══ TEXTO DEL DOCUMENTO ══
San Juan Crisóstomo, además de comentar sus Cartas, ha
escrito de él sus siete Panegíricos memorables. San Agustín
le deberá el paso decisivo de su propia conversión, y
volverá a Pablo durante toda su vida. De este diálogo
permanente con el Apóstol deriva su gran teología católica
y también para la protestante de todos los tiempos. Santo Tomás
de Aquino nos ha dejado un bello comentario a las Cartas Paulinas, que
representa el fruto más maduro de la exegesis medieval. Un verdadero
punto de inflexión se verificó en el siglo XVI con la
Reforma protestante. El momento decisivo en la vida de Lutero fue el
llamado "Turmerlebnis", (1517) en el que en un momento encontró
una nueva interpretación de la doctrina paulina de la justificación.
Una interpretación que lo liberó de los escrúpulos
y de las ansias de su vida precedente y que le dio una nueva, radical
confianza en la bondad de Dios, que perdona todo sin condición.
Desde aquel momento, Lutero identificó el legalismo judeo-cristiano,
condenado por el Apóstol, con el orden de vida de la Iglesia
católica. Y la Iglesia le pareció como expresión
de la esclavitud de la ley a la que opuso la libertad del Evangelio.
El Concilio de Trento, entre 1545 y 1563, interpretó profundamente
la cuestión de la justificación y encontró en la
línea de toda la tradición católica la síntesis
entre ley y Evangelio, conforme al mensaje de la Sagrada Escritura leída
en su totalidad y unidad.
═══
### TAREAS A REALIZAR
**a)** Conteste, según el texto sobre Pablo y sus intérpretes:
(i) ¿Cuántos Panegíricos escribió San Juan Crisóstomo sobre Pablo?
(ii) ¿En qué año ubica el texto el "Turmerlebnis" de Lutero?
(iii) ¿Entre qué años tuvo lugar el Concilio de Trento?
**b)** Transcriba fielmente el pasaje del texto sobre Pablo y sus intérpretes que empieza en las palabras "Una interpretación que" y concluye tras "todo sin condición.".
Responda basándose exclusivamente en el texto sobre Pablo y sus intérpretes.
══ MATERIAL PROPORCIONADO ══
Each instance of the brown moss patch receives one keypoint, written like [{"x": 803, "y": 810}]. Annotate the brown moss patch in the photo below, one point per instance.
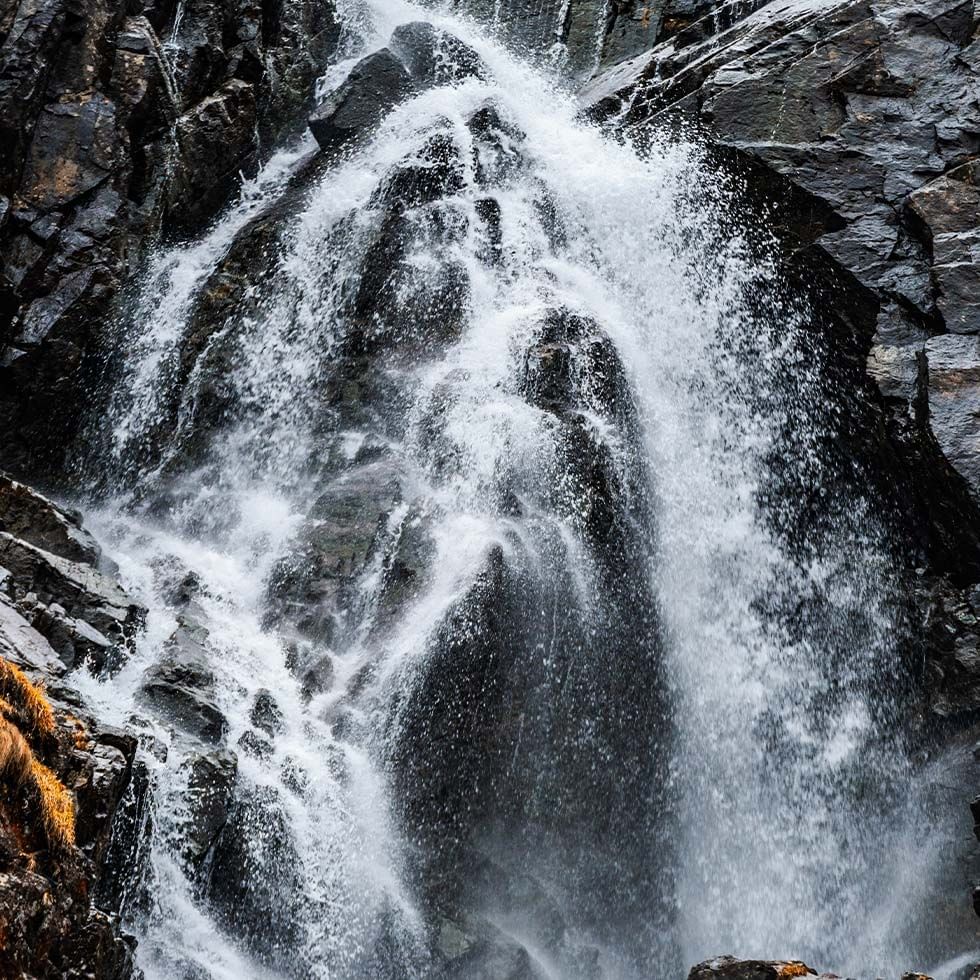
[{"x": 26, "y": 717}]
═══
### RESULTADOS DE LAS TAREAS
**a)**
(i) Siete.
(ii) En 1517.
(iii) Entre 1545 y 1563.

**b)**
Una interpretación que lo liberó de los escrúpulos
y de las ansias de su vida precedente y que le dio una nueva, radical
confianza en la bondad de Dios, que perdona todo sin condición.